_YOUR GOAL_: In your reply, write out the records exactly, each line intact.

(Dataset records)
○ ○ ○
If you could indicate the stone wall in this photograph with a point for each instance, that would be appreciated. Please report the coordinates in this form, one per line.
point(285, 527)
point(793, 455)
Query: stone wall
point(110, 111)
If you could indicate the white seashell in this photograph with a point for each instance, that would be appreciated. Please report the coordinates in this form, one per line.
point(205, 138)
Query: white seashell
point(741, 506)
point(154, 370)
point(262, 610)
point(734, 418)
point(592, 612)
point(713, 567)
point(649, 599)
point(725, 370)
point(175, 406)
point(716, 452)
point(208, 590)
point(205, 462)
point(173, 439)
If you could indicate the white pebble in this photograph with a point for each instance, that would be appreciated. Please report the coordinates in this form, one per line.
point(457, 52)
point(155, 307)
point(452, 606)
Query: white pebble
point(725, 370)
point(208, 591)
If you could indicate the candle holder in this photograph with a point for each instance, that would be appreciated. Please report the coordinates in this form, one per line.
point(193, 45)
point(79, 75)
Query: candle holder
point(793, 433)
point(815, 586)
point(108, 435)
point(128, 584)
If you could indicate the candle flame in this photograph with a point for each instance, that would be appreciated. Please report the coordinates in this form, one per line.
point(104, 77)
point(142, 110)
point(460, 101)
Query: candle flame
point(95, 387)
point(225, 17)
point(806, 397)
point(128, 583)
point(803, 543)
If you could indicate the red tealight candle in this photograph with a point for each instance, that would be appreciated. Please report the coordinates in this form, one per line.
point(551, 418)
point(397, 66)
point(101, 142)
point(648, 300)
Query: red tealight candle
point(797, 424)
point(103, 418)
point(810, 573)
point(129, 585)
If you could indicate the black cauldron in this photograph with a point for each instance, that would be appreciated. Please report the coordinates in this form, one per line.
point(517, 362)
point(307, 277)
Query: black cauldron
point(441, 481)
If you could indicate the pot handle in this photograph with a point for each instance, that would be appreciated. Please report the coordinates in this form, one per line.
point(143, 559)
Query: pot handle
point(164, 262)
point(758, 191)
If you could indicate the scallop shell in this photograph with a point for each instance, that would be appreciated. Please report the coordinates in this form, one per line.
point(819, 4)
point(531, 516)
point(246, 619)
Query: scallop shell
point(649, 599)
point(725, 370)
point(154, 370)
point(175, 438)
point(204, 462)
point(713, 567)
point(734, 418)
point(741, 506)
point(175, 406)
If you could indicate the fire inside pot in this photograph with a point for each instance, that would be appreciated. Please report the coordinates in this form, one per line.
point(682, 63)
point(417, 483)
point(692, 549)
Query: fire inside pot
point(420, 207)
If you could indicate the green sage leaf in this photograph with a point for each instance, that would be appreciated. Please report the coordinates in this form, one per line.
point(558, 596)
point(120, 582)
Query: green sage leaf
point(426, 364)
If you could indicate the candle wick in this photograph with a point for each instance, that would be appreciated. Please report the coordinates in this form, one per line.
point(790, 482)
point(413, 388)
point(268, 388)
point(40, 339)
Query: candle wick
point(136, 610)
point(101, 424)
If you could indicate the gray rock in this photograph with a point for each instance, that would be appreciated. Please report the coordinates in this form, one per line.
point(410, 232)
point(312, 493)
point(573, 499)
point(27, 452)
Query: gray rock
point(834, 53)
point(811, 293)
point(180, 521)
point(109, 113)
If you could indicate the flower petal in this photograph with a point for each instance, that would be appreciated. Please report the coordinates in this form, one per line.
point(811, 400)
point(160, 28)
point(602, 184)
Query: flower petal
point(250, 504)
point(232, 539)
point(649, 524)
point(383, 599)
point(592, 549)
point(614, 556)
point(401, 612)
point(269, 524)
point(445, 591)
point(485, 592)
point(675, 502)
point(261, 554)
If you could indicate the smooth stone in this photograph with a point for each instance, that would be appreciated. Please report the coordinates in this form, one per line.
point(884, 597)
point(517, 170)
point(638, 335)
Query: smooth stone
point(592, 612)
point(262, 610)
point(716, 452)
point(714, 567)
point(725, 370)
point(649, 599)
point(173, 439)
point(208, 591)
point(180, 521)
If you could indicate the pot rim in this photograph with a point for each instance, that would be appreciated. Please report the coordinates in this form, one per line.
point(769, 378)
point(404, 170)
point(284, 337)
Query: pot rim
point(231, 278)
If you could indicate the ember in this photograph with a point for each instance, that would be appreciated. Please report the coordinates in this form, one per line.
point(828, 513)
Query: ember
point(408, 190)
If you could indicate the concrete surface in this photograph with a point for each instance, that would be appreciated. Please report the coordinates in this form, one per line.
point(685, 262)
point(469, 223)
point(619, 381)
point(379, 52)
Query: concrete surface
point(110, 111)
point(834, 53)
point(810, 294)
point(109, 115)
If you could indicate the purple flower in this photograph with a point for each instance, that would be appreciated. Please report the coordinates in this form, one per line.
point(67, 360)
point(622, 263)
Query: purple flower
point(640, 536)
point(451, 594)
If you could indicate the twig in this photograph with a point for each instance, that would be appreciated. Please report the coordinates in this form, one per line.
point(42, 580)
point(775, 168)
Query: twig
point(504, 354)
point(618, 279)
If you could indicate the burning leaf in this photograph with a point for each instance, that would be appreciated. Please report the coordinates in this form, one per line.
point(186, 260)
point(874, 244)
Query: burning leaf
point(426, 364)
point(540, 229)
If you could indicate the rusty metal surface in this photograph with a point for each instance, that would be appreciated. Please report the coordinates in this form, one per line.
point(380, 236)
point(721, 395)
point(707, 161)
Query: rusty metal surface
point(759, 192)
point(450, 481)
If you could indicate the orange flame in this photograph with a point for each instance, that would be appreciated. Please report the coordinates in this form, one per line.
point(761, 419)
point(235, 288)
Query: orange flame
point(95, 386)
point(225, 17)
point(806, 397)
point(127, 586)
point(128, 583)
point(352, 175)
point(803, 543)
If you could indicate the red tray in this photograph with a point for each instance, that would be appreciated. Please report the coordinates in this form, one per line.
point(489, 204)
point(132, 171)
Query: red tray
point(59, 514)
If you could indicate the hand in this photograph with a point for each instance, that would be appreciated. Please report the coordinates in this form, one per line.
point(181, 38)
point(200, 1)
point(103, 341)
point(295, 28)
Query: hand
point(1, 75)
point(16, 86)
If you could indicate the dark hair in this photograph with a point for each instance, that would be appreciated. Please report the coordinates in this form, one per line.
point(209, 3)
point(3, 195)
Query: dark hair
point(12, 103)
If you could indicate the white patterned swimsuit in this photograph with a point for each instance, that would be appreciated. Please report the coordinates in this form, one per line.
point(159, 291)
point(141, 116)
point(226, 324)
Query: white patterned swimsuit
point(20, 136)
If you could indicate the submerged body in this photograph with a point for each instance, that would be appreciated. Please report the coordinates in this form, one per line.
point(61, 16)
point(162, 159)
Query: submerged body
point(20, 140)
○ ○ ○
_ANSWER SPACE_:
If you could indicate the stone wall in this photograph with a point for each instance, that would be appreciated. Please report the coordinates in this form, one per line.
point(285, 527)
point(793, 455)
Query: stone wall
point(110, 111)
If you could indicate the white seashell in this photograph with a point for each instance, that would be appreciated. Please report the coordinates in this form, one per line.
point(205, 138)
Query: white seashell
point(741, 506)
point(154, 370)
point(262, 610)
point(734, 418)
point(592, 612)
point(713, 567)
point(649, 599)
point(725, 370)
point(175, 406)
point(716, 452)
point(208, 590)
point(205, 462)
point(173, 439)
If you could indicate the white pebble in this photograph with a point for each instance, that would be appreciated. Please report the coordinates in this form, one per line.
point(457, 52)
point(155, 307)
point(452, 606)
Query: white pebble
point(725, 370)
point(208, 591)
If you could indicate the candle holder in this photograph with a point for each instance, that would be appreciated. Please report the coordinates in this form, one per line.
point(193, 45)
point(79, 75)
Query: candle holder
point(793, 433)
point(815, 586)
point(108, 435)
point(128, 584)
If you could indicate the candle flame in this photograph with a point for each instance, that would be appreciated. Please report the coordinates in this form, one per line.
point(104, 77)
point(142, 110)
point(460, 101)
Query: candle flame
point(95, 387)
point(225, 17)
point(806, 397)
point(128, 583)
point(803, 543)
If you could indicate the red tealight candle in this photograph with a point for each instance, that would be appreciated. Please report the coordinates in this form, one per line.
point(551, 418)
point(397, 66)
point(101, 142)
point(648, 300)
Query: red tealight candle
point(797, 424)
point(103, 418)
point(810, 573)
point(129, 585)
If you could indicate the black cauldron in this photograph with a point for each instance, that would be appreciated. Please report the coordinates in this form, one per line.
point(517, 362)
point(307, 277)
Query: black cauldron
point(441, 481)
If you could indicate the pot handle in this photograph with a point for each instance, that would be appreciated. Please report the coordinates in this form, one per line.
point(143, 559)
Query: pot handle
point(164, 262)
point(758, 191)
If you could indicate the scallop shell in this photograph with a point for each instance, that would be appreciated. Please report the coordinates in this form, one per line.
point(819, 4)
point(531, 516)
point(246, 619)
Query: scallop shell
point(649, 599)
point(725, 370)
point(154, 370)
point(175, 438)
point(204, 462)
point(713, 567)
point(734, 418)
point(741, 506)
point(175, 406)
If you could indicate the fire inside pot in this photograph with a point for each instance, that would be appreciated. Please report the coordinates in this form, one per line.
point(682, 63)
point(417, 483)
point(692, 549)
Query: fire inside pot
point(420, 207)
If you could indicate the green sage leaf in this photograph with a point for each instance, that would be appreciated. Please report the coordinates in this form, one per line.
point(558, 596)
point(120, 582)
Query: green sage leaf
point(426, 364)
If you could indicate the candle wick in this photograph with a point for each instance, that would be appreciated. Please report the coordinates in this form, one per line.
point(790, 482)
point(413, 388)
point(268, 388)
point(40, 339)
Query: candle wick
point(136, 610)
point(101, 424)
If you could indicate the gray rock in this photograph with a point for each instance, that would be appreciated. Please report the coordinates in this form, one per line.
point(410, 232)
point(312, 493)
point(573, 499)
point(27, 452)
Query: gray rock
point(834, 53)
point(811, 293)
point(180, 521)
point(109, 113)
If you could indicate the flower petal in this photograph with a point for each instance, that would be appreciated. Please report the coordinates in this form, one per line.
point(811, 400)
point(160, 28)
point(602, 184)
Query: flower petal
point(250, 504)
point(232, 539)
point(649, 524)
point(383, 599)
point(592, 549)
point(614, 556)
point(401, 612)
point(269, 524)
point(445, 591)
point(485, 592)
point(675, 502)
point(261, 554)
If you could indicate the smooth stone in this photograph with a point for each instance, that would be appreciated. Please report the coordinates in this form, one per line.
point(884, 597)
point(517, 170)
point(638, 335)
Query: smooth stone
point(592, 612)
point(262, 610)
point(716, 452)
point(714, 567)
point(725, 370)
point(649, 599)
point(173, 439)
point(208, 591)
point(180, 521)
If you could indicate the pot rim in this photograph with a point for each instance, that would be appreciated. Please report the coordinates in this form, one per line.
point(769, 378)
point(404, 170)
point(284, 337)
Query: pot rim
point(231, 278)
If you could indicate the ember in this photograph with a point for each instance, that would be appreciated. Please report the coordinates in this form, one per line.
point(828, 513)
Query: ember
point(408, 190)
If you could indicate the concrete surface in this photograph with a point for each instance, that would be appreciated. Please report the coordinates in this form, one per line.
point(685, 262)
point(469, 223)
point(619, 381)
point(379, 52)
Query: concrete surface
point(110, 111)
point(834, 53)
point(810, 294)
point(109, 115)
If you could indicate the purple flower in this photograph with a point for each instance, that would be appreciated. Please report the coordinates in this form, one per line.
point(67, 360)
point(622, 263)
Query: purple flower
point(640, 536)
point(451, 594)
If you could indicate the twig in this photograph with a point for each instance, that would be appreciated. Please report the coordinates in this form, one per line.
point(42, 580)
point(775, 168)
Query: twig
point(504, 354)
point(618, 279)
If you could indicate the burning leaf in this photograph with a point for each instance, that would be appreciated. Please report the coordinates in this form, one per line.
point(186, 260)
point(874, 244)
Query: burning leaf
point(426, 364)
point(540, 229)
If you could indicate the rusty metal surface in this photograph with a point for each instance, that would be appreciated. Please report the coordinates in this form, one per line.
point(380, 236)
point(721, 395)
point(707, 161)
Query: rusty metal surface
point(759, 192)
point(450, 481)
If you could indicate the orange flame in this photograph with a point for each instance, that would be appreciated. Please report the coordinates in this form, one per line.
point(761, 419)
point(235, 288)
Query: orange flame
point(95, 386)
point(225, 17)
point(806, 397)
point(127, 586)
point(128, 583)
point(352, 175)
point(803, 543)
If you could indicate the red tray in this photograph with a point for each instance, that would be appreciated. Please report the coordinates in this form, one per line.
point(489, 204)
point(132, 171)
Query: red tray
point(59, 514)
If you could indicate the hand in this photograph with a point for each instance, that would be appreciated. Please report the coordinates in this form, one per line.
point(181, 38)
point(200, 1)
point(103, 341)
point(295, 28)
Query: hand
point(1, 75)
point(16, 86)
If you could indicate the dark hair in this photograph with a point for each instance, that would be appreciated. Please report the coordinates in this form, one per line.
point(209, 3)
point(3, 195)
Query: dark hair
point(12, 103)
If you could indicate the white patterned swimsuit in this photograph with a point for each instance, that would be appreciated. Please report the coordinates in this form, one per line.
point(159, 291)
point(141, 116)
point(226, 324)
Query: white patterned swimsuit
point(20, 136)
If you could indicate the submerged body in this photograph with a point for each instance, that would be appreciated. Please report the coordinates in this form, one per line.
point(61, 16)
point(162, 159)
Query: submerged body
point(20, 140)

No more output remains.